Tareas escritas
**a)** Extrae del artículo sobre Irma Salinas Rocha el pasaje que va desde "Irma Salinas Rocha, recientemente" hasta "esa mujer excepcional.", ambos incluidos.
**b)** ¿Concuerdan con el artículo sobre Irma Salinas Rocha las afirmaciones siguientes? Contesta sí o no a cada una y cita las palabras exactas del texto que lo deciden.
(i) Irma Salinas Rocha murió hace poco.
(ii) La élite social que se describe es tolerante.
(iii) Ya existe una biografía de Irma Salinas Rocha.
**c)** Según el artículo sobre Irma Salinas Rocha, ¿qué hizo ella para ser, sin duda, un personaje? Responde en una a tres oraciones.

Usted está aquí: lunes 7 de enero de 2008 Opinión Irma Salinas Rocha

Abraham Nuncio

Irma Salinas Rocha

Ampliar la imagen La escritora regiomontana La escritora regiomontana Foto: Luis Humberto González

Sólo el arte de la biografía puede entregar los matices sutiles del drama que entraña la vida de aquellos seres que alcanzan la dimensión de personajes.

Irma Salinas Rocha, recientemente fallecida, fue sin duda un personaje que contrastó con sus obras y libros la existencia de una elite social intolerante, hipócrita, conservadora a veces y reaccionaria en otras, con inclinaciones aristocráticas cada vez más acentuadas, absorta en la acumulación de poder y riquezas, y ayuna de otros proyectos que los de su regalo e imagen personal. Las muy pocas excepciones, entre las que se contó, son la confirmación de la regla. Espero que un día alguien llegue a escribir la biografía de esa mujer excepcional.

Registros extraídos
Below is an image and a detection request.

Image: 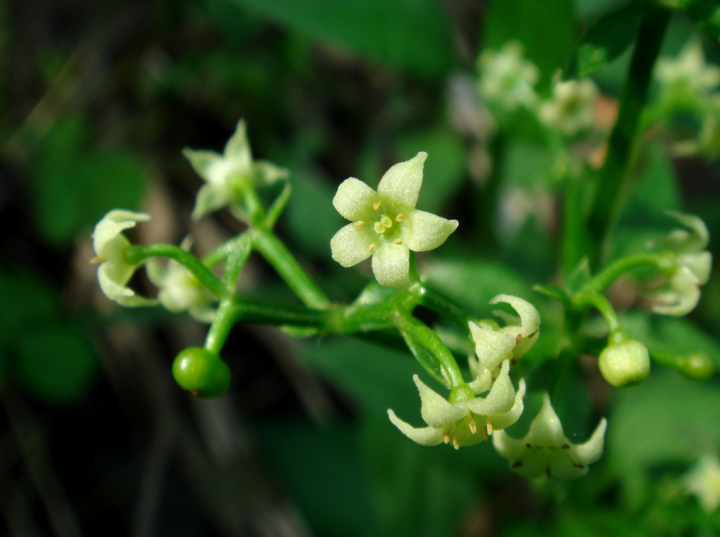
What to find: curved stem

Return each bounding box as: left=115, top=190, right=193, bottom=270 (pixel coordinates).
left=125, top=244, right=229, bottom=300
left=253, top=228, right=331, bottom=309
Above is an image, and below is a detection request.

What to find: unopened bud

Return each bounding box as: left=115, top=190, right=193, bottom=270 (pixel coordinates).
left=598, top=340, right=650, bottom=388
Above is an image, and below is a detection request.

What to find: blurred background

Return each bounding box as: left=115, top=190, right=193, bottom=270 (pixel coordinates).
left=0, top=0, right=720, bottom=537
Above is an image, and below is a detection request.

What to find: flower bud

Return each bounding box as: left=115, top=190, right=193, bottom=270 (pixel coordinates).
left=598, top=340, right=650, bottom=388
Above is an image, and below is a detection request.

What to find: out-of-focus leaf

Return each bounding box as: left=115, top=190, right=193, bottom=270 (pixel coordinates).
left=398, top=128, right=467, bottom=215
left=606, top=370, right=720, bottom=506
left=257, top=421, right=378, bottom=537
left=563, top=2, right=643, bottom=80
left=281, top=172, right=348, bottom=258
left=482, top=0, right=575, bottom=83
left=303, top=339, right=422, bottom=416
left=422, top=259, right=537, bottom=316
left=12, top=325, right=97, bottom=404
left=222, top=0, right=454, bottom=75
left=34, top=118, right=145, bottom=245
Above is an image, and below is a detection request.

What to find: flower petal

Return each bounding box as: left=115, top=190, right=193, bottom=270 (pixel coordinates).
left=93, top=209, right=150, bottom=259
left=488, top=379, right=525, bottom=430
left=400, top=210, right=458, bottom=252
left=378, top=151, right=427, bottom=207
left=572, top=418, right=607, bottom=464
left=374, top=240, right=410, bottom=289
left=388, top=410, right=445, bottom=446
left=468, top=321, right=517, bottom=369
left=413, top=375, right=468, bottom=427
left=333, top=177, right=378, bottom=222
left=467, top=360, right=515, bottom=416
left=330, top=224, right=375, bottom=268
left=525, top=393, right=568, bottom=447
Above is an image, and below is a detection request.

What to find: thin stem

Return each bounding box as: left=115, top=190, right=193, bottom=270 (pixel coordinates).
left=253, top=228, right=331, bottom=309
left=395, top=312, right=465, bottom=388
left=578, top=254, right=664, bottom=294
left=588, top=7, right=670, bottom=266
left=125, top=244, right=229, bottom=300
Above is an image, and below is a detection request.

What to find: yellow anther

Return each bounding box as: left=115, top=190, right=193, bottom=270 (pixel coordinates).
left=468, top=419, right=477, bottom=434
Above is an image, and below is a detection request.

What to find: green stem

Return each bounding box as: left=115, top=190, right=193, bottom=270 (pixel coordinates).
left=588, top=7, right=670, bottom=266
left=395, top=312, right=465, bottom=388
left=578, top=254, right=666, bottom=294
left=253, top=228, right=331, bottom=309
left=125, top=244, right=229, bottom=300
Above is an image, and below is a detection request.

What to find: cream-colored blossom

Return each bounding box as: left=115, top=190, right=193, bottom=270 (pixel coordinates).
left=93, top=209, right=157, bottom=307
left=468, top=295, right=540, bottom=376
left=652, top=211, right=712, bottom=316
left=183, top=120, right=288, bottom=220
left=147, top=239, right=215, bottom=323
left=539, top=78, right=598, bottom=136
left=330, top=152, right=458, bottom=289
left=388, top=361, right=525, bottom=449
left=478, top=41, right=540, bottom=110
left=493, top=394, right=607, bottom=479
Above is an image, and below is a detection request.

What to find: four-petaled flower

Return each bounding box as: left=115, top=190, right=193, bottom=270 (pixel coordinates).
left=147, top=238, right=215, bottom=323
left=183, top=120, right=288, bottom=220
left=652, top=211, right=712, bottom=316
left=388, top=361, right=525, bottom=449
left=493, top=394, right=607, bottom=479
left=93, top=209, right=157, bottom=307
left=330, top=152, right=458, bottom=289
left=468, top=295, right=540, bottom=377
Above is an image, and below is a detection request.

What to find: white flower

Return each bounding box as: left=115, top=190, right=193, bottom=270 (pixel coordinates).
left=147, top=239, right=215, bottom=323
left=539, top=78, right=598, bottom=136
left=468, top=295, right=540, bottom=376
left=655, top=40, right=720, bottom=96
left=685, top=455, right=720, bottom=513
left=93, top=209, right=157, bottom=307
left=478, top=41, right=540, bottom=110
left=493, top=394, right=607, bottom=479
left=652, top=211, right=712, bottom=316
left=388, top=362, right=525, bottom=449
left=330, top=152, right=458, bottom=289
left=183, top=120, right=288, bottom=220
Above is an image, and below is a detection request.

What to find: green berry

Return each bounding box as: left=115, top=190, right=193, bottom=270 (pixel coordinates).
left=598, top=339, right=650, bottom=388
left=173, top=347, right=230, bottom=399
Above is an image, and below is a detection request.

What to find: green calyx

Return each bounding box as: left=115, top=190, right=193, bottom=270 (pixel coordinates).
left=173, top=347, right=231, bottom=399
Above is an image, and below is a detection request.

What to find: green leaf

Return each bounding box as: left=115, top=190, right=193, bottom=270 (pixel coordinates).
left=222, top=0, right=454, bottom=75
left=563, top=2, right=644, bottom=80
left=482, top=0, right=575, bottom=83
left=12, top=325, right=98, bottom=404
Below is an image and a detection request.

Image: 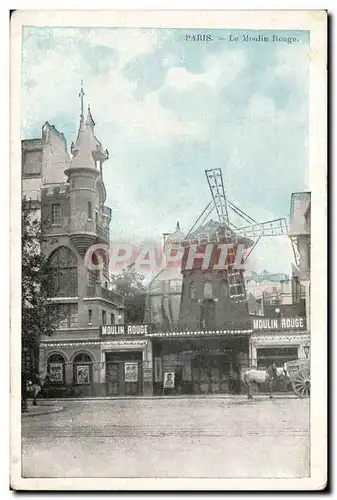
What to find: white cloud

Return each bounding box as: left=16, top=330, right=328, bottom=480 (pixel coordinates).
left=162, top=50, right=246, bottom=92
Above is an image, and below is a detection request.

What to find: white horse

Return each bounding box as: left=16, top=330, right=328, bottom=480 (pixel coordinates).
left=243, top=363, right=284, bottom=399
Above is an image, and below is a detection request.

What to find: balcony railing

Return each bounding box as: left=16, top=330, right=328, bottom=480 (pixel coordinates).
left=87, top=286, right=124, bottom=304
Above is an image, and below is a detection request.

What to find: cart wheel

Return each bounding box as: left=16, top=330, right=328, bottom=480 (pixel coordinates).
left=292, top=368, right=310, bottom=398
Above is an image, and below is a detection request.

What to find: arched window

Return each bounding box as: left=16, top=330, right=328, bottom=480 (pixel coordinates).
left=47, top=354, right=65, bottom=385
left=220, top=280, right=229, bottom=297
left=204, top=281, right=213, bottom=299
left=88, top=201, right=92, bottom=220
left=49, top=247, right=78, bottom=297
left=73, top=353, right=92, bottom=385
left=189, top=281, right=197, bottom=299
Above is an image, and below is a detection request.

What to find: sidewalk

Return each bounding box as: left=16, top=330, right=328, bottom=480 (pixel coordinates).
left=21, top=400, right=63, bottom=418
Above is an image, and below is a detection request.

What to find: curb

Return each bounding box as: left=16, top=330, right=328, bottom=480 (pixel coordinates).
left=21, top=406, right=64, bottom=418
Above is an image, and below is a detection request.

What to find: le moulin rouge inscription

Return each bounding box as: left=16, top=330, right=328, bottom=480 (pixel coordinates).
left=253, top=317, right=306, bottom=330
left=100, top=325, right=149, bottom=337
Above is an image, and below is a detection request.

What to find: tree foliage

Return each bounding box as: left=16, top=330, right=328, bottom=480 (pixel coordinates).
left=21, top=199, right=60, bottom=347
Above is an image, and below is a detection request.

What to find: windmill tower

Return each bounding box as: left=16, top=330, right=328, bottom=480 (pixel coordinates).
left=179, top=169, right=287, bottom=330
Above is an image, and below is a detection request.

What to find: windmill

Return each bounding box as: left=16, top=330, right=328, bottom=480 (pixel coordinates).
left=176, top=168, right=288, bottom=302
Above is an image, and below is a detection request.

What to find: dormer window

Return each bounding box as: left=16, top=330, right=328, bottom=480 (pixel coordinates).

Respuestas completas
**a)**
Irma Salinas Rocha, recientemente fallecida, fue sin duda un personaje que contrastó con sus obras y libros la existencia de una elite social intolerante, hipócrita, conservadora a veces y reaccionaria en otras, con inclinaciones aristocráticas cada vez más acentuadas, absorta en la acumulación de poder y riquezas, y ayuna de otros proyectos que los de su regalo e imagen personal. Las muy pocas excepciones, entre las que se contó, son la confirmación de la regla. Espero que un día alguien llegue a escribir la biografía de esa mujer excepcional.

**b)**
(i) Sí: "Irma Salinas Rocha, recientemente fallecida".
(ii) No: "una elite social intolerante, hipócrita, conservadora a veces y reaccionaria en otras".
(iii) No: "Espero que un día alguien llegue a escribir la biografía de esa mujer excepcional".

**c)** Con sus obras y sus libros, Irma Salinas Rocha contrastó la existencia de una élite social intolerante, hipócrita, conservadora a veces y reaccionaria en otras. Esa élite tenía inclinaciones aristocráticas cada vez más acentuadas, vivía absorta en la acumulación de poder y riquezas y no tenía otros proyectos que los de su regalo e imagen personal.